## [WHAT TO WORK ON]
When you repeat the entries below, please keep them exact and leave out the pictures.

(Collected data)
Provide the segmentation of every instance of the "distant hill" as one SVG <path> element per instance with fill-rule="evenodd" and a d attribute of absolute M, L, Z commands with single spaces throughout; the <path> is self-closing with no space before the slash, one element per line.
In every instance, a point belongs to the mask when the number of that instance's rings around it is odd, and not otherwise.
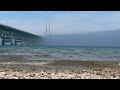
<path fill-rule="evenodd" d="M 54 35 L 45 37 L 43 45 L 52 46 L 120 46 L 120 30 L 88 34 Z"/>

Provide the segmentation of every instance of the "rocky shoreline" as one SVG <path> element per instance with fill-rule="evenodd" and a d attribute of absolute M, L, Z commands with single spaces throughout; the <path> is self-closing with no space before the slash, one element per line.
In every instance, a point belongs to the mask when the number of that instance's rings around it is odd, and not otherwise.
<path fill-rule="evenodd" d="M 0 79 L 120 79 L 120 62 L 0 61 Z"/>
<path fill-rule="evenodd" d="M 120 69 L 12 70 L 0 69 L 0 79 L 120 79 Z"/>

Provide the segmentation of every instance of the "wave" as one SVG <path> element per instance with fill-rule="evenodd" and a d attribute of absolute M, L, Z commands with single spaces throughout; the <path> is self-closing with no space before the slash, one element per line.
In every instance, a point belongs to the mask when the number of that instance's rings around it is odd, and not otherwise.
<path fill-rule="evenodd" d="M 9 61 L 9 62 L 1 62 L 0 65 L 38 65 L 38 66 L 42 66 L 42 65 L 46 65 L 46 64 L 51 64 L 53 63 L 53 61 L 41 61 L 41 62 L 16 62 L 16 61 Z"/>
<path fill-rule="evenodd" d="M 0 60 L 120 60 L 120 48 L 0 47 Z"/>

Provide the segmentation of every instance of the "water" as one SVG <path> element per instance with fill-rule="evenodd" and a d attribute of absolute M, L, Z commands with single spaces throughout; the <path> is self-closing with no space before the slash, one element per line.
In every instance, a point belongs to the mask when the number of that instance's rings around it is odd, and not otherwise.
<path fill-rule="evenodd" d="M 119 61 L 120 47 L 0 46 L 0 60 Z"/>

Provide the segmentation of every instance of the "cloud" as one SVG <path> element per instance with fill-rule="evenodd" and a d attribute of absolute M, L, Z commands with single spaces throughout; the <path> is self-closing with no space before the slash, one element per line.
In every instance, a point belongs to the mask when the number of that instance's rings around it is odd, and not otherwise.
<path fill-rule="evenodd" d="M 44 34 L 51 23 L 53 34 L 87 33 L 120 29 L 119 11 L 0 12 L 0 22 L 34 34 Z"/>
<path fill-rule="evenodd" d="M 86 33 L 120 29 L 120 12 L 82 12 L 59 16 L 59 28 L 64 33 Z M 58 17 L 57 17 L 58 18 Z M 57 25 L 55 25 L 57 27 Z M 62 31 L 59 30 L 59 33 Z"/>

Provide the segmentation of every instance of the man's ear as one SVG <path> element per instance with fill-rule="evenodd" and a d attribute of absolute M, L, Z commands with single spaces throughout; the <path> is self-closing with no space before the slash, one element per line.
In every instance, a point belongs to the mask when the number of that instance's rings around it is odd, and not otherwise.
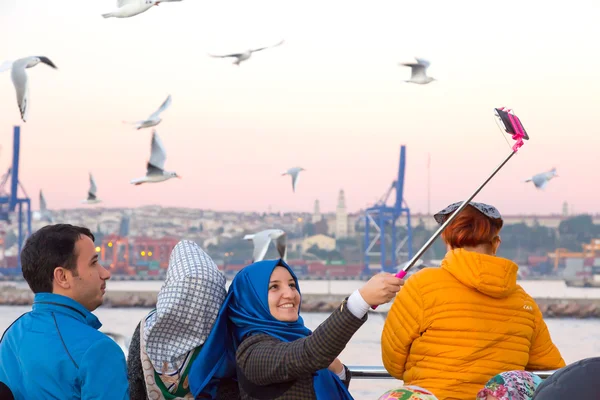
<path fill-rule="evenodd" d="M 58 285 L 61 289 L 71 288 L 71 271 L 63 267 L 54 268 L 54 284 Z"/>

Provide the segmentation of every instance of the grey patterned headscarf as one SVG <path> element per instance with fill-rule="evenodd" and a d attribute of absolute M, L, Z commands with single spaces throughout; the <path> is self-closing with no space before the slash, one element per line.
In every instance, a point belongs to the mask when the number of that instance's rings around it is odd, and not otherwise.
<path fill-rule="evenodd" d="M 171 252 L 167 278 L 144 325 L 146 351 L 158 372 L 177 371 L 202 345 L 227 294 L 225 276 L 200 246 L 182 240 Z"/>

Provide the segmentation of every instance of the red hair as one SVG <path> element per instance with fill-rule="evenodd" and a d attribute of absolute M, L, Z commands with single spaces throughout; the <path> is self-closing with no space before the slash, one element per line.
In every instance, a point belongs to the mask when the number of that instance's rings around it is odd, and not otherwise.
<path fill-rule="evenodd" d="M 500 218 L 490 218 L 468 205 L 444 229 L 442 239 L 453 249 L 492 244 L 492 239 L 502 229 Z"/>

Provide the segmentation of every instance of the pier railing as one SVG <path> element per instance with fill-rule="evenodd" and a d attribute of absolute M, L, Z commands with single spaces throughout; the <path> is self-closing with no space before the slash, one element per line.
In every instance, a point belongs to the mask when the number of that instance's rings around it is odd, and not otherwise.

## [RESULT OF THIS TASK]
Provide the segmentation of every instance of the "distant hill" as one SVG <path> element per instance with fill-rule="evenodd" and a d attribute of absolute M, L, Z commands with single spaces throughout; the <path> is self-closing with no space before the slash, one element per line.
In every instance, a point belongs to the mask when the number of that instance's rings around it is odd, and not otherwise.
<path fill-rule="evenodd" d="M 54 35 L 45 37 L 43 45 L 52 46 L 120 46 L 120 30 L 88 34 Z"/>

Provide the segmentation of every instance of the "rocky shoreline" as one SVG <path> element per instance with fill-rule="evenodd" and a d attribute of absolute M, L, Z commands with single spaces throughout; the <path> is self-closing with no space before the slash, one element per line.
In every instance, a point belongs to the mask when the number of that instance's rings around it is odd, and not otherwise.
<path fill-rule="evenodd" d="M 0 79 L 120 79 L 120 62 L 0 61 Z"/>
<path fill-rule="evenodd" d="M 120 69 L 12 70 L 0 69 L 0 79 L 120 79 Z"/>

Provide the segmentation of every instance of the "wave" as one SVG <path> element per instance with fill-rule="evenodd" and a d attribute of absolute M, L, Z commands with single spaces throughout; the <path> is self-closing with no space before the slash, one element per line.
In every instance, a point belongs to the mask when the number of that instance's rings around it is odd, and not otherwise.
<path fill-rule="evenodd" d="M 9 61 L 9 62 L 1 62 L 0 65 L 38 65 L 38 66 L 42 66 L 42 65 L 46 65 L 46 64 L 51 64 L 53 63 L 53 61 L 41 61 L 41 62 L 16 62 L 16 61 Z"/>
<path fill-rule="evenodd" d="M 0 60 L 120 60 L 120 48 L 0 47 Z"/>

Provide the segmentation of every instance of the "water" as one SVG <path> element per instance with fill-rule="evenodd" and a d attribute of absolute M, L, Z commands with single spaces throughout; the <path> is self-closing with no space before the slash, one element per line.
In every instance, a point belongs to the mask when the number of that instance's rings around it is odd, and not otherwise.
<path fill-rule="evenodd" d="M 119 61 L 120 47 L 0 46 L 0 60 Z"/>

Provide the segmentation of every instance of the "cloud" as one SVG <path> element per instance with fill-rule="evenodd" and a d attribute of absolute M, L, Z commands with single spaces throughout; the <path> is self-closing with no space before the slash, one element per line.
In every instance, a point belongs to the mask when the number of that instance's rings around it is odd, and not otherwise.
<path fill-rule="evenodd" d="M 44 34 L 51 23 L 53 34 L 87 33 L 120 29 L 119 11 L 0 12 L 0 22 L 34 34 Z"/>
<path fill-rule="evenodd" d="M 86 33 L 120 29 L 120 12 L 82 12 L 59 16 L 59 28 L 64 33 Z M 58 17 L 57 17 L 58 18 Z M 57 25 L 55 25 L 57 27 Z M 62 31 L 59 30 L 59 33 Z"/>

Provide the segmentation of every instance of the man's ear as one SVG <path> element per instance with fill-rule="evenodd" and a d attribute of absolute M, L, Z commands with single spaces throughout; the <path> is self-closing with no space before the slash, one element per line.
In every instance, a point belongs to the mask when the number of that instance's rings around it is odd, and not otherwise.
<path fill-rule="evenodd" d="M 58 285 L 61 289 L 71 288 L 71 271 L 63 267 L 54 268 L 54 284 Z"/>

Provide the segmentation of every instance of the grey patterned headscarf as one SVG <path> element per instance with fill-rule="evenodd" and a d attribute of absolute M, L, Z commands with single spaces throughout; the <path> is self-closing with no space before the slash, one element per line.
In every instance, a point belongs to the mask when the number of that instance's rings around it is odd, and not otherwise.
<path fill-rule="evenodd" d="M 171 252 L 167 278 L 144 325 L 146 351 L 158 372 L 177 371 L 202 345 L 227 294 L 225 276 L 200 246 L 182 240 Z"/>

Provide the segmentation of every instance of the red hair as one SVG <path> element per instance with fill-rule="evenodd" and a d attribute of absolute M, L, Z commands with single spaces throughout; the <path> is self-closing with no space before the slash, one element per line.
In every instance, a point belongs to the mask when the number of that instance's rings around it is odd, and not otherwise.
<path fill-rule="evenodd" d="M 500 218 L 490 218 L 468 205 L 444 229 L 442 239 L 453 249 L 492 244 L 492 239 L 502 229 Z"/>

Provide the segmentation of every instance of the pier railing as one SVG <path> element per instance with fill-rule="evenodd" and a d attribute of absolute M, L, Z commands with single spaces throughout; the <path> is self-closing with no space before the slash, one element per line.
In every instance, a point belongs to the mask when the number of that instance's rings around it is odd, and not otherwise.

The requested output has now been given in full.